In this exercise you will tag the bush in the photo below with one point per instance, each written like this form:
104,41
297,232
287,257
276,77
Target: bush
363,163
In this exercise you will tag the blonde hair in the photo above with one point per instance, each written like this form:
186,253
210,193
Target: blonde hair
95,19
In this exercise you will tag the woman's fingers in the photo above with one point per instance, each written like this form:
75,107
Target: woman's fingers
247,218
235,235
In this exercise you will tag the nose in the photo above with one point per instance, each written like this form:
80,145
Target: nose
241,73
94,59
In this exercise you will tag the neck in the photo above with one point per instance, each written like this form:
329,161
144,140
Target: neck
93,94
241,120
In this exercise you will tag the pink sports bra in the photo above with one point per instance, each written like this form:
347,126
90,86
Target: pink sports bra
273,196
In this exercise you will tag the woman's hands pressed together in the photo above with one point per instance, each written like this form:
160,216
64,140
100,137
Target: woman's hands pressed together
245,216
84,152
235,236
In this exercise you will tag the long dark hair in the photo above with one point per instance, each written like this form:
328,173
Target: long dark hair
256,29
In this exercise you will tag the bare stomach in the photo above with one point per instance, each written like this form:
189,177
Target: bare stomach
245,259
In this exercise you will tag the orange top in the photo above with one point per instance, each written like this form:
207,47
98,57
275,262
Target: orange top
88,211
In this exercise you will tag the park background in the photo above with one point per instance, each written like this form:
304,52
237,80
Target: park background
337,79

PROBLEM TO WORK ON: Please turn every line of the records above into a JSON list of strings, one string per line, skipping any blank lines.

THE COMPLETED TASK:
[
  "In this exercise you will tag the bush in the photo below with one point per instance, each written like this form:",
  "104,41",
  "297,232",
  "287,257",
  "276,77",
  "Target: bush",
  "363,163",
  "In this exercise you will tag the blonde hair in the photo above with one point per instance, each written like this form:",
  "186,253",
  "210,193",
  "Target: blonde hair",
  "95,19",
  "In this exercise you will tag the woman's fingers in the photo above with one point per instance, each written like this form:",
  "75,107",
  "Target: woman's fingers",
  "247,218",
  "235,235",
  "In this exercise you will tag the nose in the photo above with one point per instance, each written like this form:",
  "80,145",
  "Target: nose",
  "241,73",
  "94,59",
  "In this exercise you will tag the neck in the photo above with one point per instance, each written like this form:",
  "329,161",
  "144,140",
  "Target: neck",
  "93,94",
  "241,120",
  "In this exercise you will tag the pink sports bra in the photo above with one point per instance, each written like this form:",
  "347,126",
  "90,86",
  "Target: pink sports bra",
  "273,196",
  "In this exercise you will tag the woman's hands pressed together in the photo above with one point per instance, each written like this form:",
  "160,216",
  "64,140",
  "100,137",
  "Target: woman's hands pressed together",
  "245,216",
  "84,152",
  "235,236",
  "In this exercise you will tag the long dark hair in the photo above with one point per instance, each written like this form:",
  "328,173",
  "Target: long dark hair",
  "256,29",
  "In this exercise you will tag the bare stomach in the photo above with one point per instance, each written like this form:",
  "189,177",
  "Target: bare stomach",
  "245,259",
  "In this exercise you will tag the orange top in the photo above with one point per instance, each written like this form:",
  "207,47",
  "98,57",
  "275,262",
  "Target: orange top",
  "88,211",
  "In this exercise you will tag the park background in the photo above with one point per instance, each written like this form:",
  "304,52",
  "237,80",
  "Target: park background",
  "337,79"
]